* **Given text**:
»»
July 16, 2024

Just Moments

Travel Groove

Emergency Medication Kit for International Travel

Over the counter medications in some foreign countries can be costly, and it’s not just because of the exchange rate. In some locals of South America, Africa, and India, pharmaceutical treatments may not be common practice. The locals often use herbal treatments, thus there is less demand for pharmaceuticals. Pharmaceuticals can also be very expensive. I remember once, buying an ointment in Peru that usually goes for $10 in the US, and it cost $40! Living in the US, we take for granted the easy access and availability of over the counter medications. Traveling abroad, you may find that it is not easy to locate a Pharmacy. This being said, foreign countries also have different manufacture standards for medications, and what you buy in Peru may not be what you are used to using in your home country. You can understand how it becomes practical to carry an Emergency Medication Kit for International travel. When you’re ill, you will not want to have to travel far, in unfamiliar places, and not knowing the language. You are much better off having an Emergency Medication Kit available. It will save you money, time, and unnecessary pain. And you will have a much more enjoyable vacation.

Here is what I recommend:

• Obtain some Travel information prior to departure.

• You can get books, brochures, and maps on your travel destination from the local library. This information will give you some idea of what the weather will be during the month you plan to travel.

• Know where Medical Care Resources are located

• Traveling with Medications that you take every day:

  1. Bring enough supply to last during your trip. Keep your medications in your carry-on. If medications are liquids or sharp objects i.e. insulin syringes, and have these items in your checked luggage. Follow airline security guidelines for your country of origin. Traveling from the USA view security guidelines at tsa.gov.
««
* **Problems to work on**:
A: In the travel medication text, how much did the writer pay for the ointment bought in Peru?
B: Carry on the travel medication text from its last sentence.

* **Study material**:
»»
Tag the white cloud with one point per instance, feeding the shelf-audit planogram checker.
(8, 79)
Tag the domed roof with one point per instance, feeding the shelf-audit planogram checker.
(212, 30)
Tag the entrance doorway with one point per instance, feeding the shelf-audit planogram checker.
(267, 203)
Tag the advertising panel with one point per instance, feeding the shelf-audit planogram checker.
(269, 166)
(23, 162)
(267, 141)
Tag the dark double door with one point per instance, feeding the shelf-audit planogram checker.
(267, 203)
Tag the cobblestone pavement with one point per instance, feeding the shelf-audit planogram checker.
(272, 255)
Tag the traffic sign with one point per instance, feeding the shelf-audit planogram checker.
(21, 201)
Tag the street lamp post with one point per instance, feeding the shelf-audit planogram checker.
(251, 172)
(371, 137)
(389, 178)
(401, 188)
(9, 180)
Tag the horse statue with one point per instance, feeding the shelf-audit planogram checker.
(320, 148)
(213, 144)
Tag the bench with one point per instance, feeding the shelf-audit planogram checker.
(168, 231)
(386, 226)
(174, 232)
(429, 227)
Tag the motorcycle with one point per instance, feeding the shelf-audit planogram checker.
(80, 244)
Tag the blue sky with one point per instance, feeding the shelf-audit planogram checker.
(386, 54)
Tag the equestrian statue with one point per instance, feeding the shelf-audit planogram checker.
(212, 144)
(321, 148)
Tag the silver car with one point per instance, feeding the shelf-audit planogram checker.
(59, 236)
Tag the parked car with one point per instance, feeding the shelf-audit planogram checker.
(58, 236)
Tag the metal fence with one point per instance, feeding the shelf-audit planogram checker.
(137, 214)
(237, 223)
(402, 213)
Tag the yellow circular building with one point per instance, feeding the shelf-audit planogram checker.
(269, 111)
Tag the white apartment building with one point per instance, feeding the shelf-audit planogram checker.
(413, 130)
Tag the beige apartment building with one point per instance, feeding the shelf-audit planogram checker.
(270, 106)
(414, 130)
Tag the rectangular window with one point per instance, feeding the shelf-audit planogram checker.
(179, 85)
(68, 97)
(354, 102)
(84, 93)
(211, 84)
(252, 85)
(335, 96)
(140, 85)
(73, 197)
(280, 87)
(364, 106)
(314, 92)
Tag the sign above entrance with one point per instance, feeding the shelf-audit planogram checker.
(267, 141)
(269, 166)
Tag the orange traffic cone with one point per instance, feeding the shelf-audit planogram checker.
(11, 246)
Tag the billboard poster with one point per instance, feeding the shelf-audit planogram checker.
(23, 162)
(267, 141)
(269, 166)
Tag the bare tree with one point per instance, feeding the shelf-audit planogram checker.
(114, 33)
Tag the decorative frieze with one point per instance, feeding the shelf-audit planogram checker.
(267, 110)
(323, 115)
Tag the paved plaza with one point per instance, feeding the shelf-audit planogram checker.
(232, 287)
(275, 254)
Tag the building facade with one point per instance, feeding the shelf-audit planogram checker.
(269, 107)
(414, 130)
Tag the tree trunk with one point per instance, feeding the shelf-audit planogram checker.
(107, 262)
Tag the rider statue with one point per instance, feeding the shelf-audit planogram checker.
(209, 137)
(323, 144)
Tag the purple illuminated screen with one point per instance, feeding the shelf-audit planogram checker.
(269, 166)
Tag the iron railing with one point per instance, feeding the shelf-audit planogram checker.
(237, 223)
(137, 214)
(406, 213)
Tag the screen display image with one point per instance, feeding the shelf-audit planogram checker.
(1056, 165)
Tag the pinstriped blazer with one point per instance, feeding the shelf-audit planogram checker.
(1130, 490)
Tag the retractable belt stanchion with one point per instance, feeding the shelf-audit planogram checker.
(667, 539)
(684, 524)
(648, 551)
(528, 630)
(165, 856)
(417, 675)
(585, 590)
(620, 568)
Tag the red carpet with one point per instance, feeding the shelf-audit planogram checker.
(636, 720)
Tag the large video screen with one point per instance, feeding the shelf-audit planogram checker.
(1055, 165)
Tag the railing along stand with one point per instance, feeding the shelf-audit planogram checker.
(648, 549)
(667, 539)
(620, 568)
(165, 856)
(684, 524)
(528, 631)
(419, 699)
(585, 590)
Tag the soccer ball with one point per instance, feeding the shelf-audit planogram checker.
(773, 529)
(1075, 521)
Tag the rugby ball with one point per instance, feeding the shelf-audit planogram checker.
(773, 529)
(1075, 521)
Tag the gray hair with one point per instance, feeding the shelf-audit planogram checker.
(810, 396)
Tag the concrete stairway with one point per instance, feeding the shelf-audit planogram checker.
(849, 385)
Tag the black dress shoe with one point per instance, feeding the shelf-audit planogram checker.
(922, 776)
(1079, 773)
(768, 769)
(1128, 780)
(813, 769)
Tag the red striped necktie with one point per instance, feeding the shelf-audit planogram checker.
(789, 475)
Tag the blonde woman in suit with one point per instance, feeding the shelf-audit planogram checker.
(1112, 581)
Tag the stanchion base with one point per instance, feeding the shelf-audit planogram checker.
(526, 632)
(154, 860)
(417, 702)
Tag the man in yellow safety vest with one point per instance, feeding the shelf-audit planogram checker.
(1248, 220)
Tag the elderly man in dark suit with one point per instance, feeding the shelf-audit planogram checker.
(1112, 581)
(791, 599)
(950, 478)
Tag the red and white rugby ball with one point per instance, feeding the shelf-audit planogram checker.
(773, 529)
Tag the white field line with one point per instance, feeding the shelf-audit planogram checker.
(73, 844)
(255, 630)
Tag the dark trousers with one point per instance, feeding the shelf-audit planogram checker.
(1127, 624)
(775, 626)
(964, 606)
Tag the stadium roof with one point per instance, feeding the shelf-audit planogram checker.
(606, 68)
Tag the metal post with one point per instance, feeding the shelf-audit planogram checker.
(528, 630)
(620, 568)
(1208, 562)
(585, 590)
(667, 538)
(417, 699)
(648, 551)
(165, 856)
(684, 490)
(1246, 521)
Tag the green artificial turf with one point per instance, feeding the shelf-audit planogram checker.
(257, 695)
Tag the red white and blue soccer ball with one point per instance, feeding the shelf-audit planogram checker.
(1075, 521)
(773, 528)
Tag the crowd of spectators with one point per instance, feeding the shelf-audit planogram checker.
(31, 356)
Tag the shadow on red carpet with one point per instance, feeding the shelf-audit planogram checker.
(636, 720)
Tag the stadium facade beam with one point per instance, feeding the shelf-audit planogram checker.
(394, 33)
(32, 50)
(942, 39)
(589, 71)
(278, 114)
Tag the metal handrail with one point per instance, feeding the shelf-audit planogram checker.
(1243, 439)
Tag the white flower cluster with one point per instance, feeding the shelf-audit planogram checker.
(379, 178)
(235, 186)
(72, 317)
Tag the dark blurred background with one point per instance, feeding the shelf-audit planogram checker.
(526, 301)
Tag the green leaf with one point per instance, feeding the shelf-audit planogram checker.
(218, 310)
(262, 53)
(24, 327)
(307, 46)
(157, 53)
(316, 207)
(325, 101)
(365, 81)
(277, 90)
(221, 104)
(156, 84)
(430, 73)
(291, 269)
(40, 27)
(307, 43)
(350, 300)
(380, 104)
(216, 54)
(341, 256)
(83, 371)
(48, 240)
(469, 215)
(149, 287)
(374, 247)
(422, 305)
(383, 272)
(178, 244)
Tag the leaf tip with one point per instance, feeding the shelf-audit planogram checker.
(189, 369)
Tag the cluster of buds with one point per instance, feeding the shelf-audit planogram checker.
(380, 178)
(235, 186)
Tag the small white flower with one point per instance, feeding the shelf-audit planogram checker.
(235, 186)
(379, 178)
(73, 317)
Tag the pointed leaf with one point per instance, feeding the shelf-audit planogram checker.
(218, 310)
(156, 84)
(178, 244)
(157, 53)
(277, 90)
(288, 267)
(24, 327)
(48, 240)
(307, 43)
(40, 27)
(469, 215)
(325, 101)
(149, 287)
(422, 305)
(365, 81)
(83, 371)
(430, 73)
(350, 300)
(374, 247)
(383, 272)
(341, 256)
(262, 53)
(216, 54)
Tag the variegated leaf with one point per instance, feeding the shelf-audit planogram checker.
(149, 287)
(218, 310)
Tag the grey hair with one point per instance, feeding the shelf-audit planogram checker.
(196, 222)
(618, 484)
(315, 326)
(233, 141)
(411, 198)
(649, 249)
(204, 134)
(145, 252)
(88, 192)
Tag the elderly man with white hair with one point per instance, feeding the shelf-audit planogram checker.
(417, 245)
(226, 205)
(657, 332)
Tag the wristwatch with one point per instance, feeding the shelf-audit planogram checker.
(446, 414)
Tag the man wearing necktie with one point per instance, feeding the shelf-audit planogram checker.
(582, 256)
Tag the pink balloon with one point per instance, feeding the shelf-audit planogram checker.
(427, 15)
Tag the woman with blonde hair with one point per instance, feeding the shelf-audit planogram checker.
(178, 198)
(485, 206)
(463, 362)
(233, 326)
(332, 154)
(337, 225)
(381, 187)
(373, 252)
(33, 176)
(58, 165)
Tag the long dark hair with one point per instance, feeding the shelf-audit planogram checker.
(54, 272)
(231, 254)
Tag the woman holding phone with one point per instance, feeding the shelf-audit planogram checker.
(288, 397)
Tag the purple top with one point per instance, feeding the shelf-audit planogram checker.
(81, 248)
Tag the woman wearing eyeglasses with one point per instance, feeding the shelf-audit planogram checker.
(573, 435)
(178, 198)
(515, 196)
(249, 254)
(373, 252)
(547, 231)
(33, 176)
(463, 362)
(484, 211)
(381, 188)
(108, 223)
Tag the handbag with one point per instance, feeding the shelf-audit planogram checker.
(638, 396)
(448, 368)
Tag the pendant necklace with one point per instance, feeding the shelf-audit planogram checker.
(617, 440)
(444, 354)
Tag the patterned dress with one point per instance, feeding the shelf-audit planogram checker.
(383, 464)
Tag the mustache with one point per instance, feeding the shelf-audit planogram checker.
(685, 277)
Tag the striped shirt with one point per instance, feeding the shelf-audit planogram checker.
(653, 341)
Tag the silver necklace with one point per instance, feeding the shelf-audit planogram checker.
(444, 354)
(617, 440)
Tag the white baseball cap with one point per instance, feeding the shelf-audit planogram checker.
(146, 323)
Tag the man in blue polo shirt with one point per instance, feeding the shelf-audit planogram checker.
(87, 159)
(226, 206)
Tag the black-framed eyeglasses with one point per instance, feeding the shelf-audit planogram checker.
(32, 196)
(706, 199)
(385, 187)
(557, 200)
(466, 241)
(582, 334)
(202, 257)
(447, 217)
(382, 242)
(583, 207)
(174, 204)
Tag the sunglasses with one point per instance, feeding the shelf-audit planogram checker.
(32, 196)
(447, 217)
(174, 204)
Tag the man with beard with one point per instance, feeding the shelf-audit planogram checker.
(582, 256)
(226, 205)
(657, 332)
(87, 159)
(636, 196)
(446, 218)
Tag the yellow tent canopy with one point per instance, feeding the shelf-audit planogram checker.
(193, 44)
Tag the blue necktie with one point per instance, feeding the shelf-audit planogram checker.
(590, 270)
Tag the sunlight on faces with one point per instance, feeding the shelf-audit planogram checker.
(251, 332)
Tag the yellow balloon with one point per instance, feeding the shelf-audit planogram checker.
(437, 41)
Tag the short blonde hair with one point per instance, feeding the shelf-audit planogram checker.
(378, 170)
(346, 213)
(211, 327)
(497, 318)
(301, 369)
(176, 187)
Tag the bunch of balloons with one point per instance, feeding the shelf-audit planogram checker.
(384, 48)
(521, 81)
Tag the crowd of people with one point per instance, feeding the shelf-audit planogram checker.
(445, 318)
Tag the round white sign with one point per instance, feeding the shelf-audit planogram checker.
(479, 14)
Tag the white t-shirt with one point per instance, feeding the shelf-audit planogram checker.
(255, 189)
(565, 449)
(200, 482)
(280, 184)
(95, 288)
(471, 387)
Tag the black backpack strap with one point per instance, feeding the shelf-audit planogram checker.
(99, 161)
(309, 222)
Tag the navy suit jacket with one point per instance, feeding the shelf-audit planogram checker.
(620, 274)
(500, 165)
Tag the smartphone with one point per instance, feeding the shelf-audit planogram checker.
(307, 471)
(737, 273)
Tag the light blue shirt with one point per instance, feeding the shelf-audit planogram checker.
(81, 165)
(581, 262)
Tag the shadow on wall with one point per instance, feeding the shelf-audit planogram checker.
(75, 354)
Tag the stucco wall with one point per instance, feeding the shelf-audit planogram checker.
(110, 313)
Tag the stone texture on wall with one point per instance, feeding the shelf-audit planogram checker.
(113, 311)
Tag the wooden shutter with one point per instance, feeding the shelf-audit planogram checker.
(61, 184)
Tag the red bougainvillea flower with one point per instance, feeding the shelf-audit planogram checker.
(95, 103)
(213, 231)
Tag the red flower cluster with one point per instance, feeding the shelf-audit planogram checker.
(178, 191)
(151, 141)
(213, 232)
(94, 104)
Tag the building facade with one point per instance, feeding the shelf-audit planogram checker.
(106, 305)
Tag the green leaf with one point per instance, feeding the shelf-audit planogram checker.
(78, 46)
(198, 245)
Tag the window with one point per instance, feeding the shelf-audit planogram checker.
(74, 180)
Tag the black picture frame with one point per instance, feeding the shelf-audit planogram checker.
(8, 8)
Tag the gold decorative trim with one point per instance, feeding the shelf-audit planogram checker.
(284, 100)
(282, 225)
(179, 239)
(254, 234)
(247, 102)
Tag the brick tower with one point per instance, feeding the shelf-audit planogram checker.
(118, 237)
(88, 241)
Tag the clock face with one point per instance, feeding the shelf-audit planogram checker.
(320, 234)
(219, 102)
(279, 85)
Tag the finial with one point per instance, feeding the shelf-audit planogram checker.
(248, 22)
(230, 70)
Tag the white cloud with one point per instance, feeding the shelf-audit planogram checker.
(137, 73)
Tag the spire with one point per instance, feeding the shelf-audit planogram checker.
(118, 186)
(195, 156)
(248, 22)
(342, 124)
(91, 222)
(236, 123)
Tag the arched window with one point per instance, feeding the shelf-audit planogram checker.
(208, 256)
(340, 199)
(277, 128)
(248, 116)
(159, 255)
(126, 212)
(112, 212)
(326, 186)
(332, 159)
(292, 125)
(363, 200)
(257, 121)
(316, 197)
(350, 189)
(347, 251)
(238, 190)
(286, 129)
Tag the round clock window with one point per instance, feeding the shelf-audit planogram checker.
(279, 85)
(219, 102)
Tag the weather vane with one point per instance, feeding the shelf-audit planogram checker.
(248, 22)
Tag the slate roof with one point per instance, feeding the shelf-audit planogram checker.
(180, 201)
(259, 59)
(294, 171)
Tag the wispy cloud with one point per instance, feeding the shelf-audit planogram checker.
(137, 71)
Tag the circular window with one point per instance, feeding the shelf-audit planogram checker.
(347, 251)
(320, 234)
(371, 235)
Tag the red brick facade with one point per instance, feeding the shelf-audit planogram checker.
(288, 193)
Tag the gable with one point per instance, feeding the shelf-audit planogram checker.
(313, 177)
««
* **Outputs for the tasks**:
A: $40

B:
  2. All medications should be in its original containers.
  3. For Controlled Medications and Insulin Syringes: it is advisable to get a letter from your prescribing physician that you need to take the controlled medications and to use insulin syringes for medical reasons. Make sure the physician writes a letter on office stationary. For more information, read about medication restrictions on the US Department of State website pertaining to travel.

• Bring your favorite Vitamins: Vitamin C, B-complex, Multivitamins, Herbal and/or Homeopathy remedies

• Bring Epinephrine auto injector (EpiPen) if allergic to bees or have a history of severe allergic reactions. Again, follow airline security guidelines.

• Bring Sunscreen lotions that are 15 SPF or greater, Hat, and Sunglasses, especially at high altitudes i.e. Trip to Machu Picchu where there is a risk of sunburn. Some medications and herbal products are likely to cause photosensitivity. If you are not aware which medications can cause photosensitivity, please talk to your Physician and Pharmacist.

• First-Aid Kit is a must!! Some of the medications Tylenol, Aspirin, Antacid, Hydrocortisone, Bacitracin ointment are in a First-Aid Kit. Suggest adding Vitamin E in case you get sun-burned. We bought our lightweight and compact first aid kit at REI store of outdoor gear, equipment of hiking and clothing.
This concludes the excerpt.